Your answer must match the entries below word for word.

○ ○ ○

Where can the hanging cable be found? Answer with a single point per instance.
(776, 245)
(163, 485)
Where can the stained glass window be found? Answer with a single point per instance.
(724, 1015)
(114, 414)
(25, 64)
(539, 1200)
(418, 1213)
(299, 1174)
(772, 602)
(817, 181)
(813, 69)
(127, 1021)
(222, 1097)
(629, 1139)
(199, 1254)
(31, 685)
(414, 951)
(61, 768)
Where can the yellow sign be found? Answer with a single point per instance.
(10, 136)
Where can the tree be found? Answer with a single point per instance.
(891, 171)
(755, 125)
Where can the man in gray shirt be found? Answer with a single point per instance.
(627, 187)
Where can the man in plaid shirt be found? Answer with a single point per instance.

○ ○ ○

_Answer box_
Where can the hanging cable be found? Answer with a single point per instance.
(776, 245)
(163, 485)
Where can the stained glass window be found? Answer with a single point per instance.
(724, 1015)
(114, 414)
(25, 64)
(539, 1200)
(418, 1213)
(299, 1174)
(772, 602)
(817, 181)
(813, 69)
(127, 1021)
(222, 1097)
(629, 1139)
(199, 1254)
(31, 685)
(414, 951)
(61, 768)
Where can the yellow sign be found? Answer with a single point per instance.
(10, 136)
Where can the tree be found? Answer with a single point per instance.
(891, 171)
(755, 125)
Where can the man in gray shirt be found? Answer with a single point per instance.
(627, 187)
Where can the man in plaid shirt be found? Answer with a single point per instance.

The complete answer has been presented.